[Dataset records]
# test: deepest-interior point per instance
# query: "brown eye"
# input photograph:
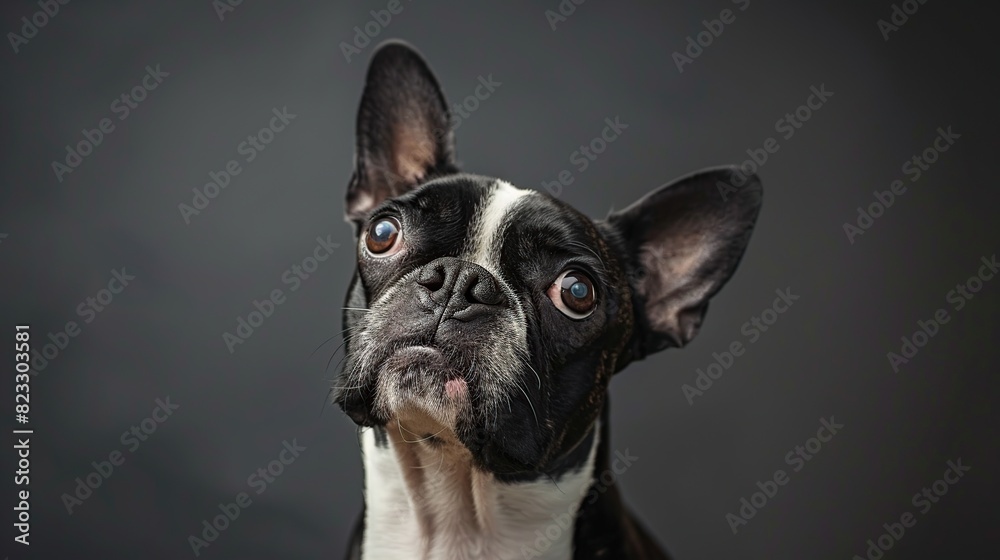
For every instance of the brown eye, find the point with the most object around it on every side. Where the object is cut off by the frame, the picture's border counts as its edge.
(573, 294)
(383, 234)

-- Problem to solve --
Reproduce all of the data exactly, omitting each picture it holds.

-- Solution for this problem --
# test: deepest-interior point per instance
# query: "brown eye"
# input photograph:
For every instance of the brown eye, find the point with the most object around it on every side. Where the object is cut off by the frame, the picture's border counts as its edge.
(573, 294)
(383, 234)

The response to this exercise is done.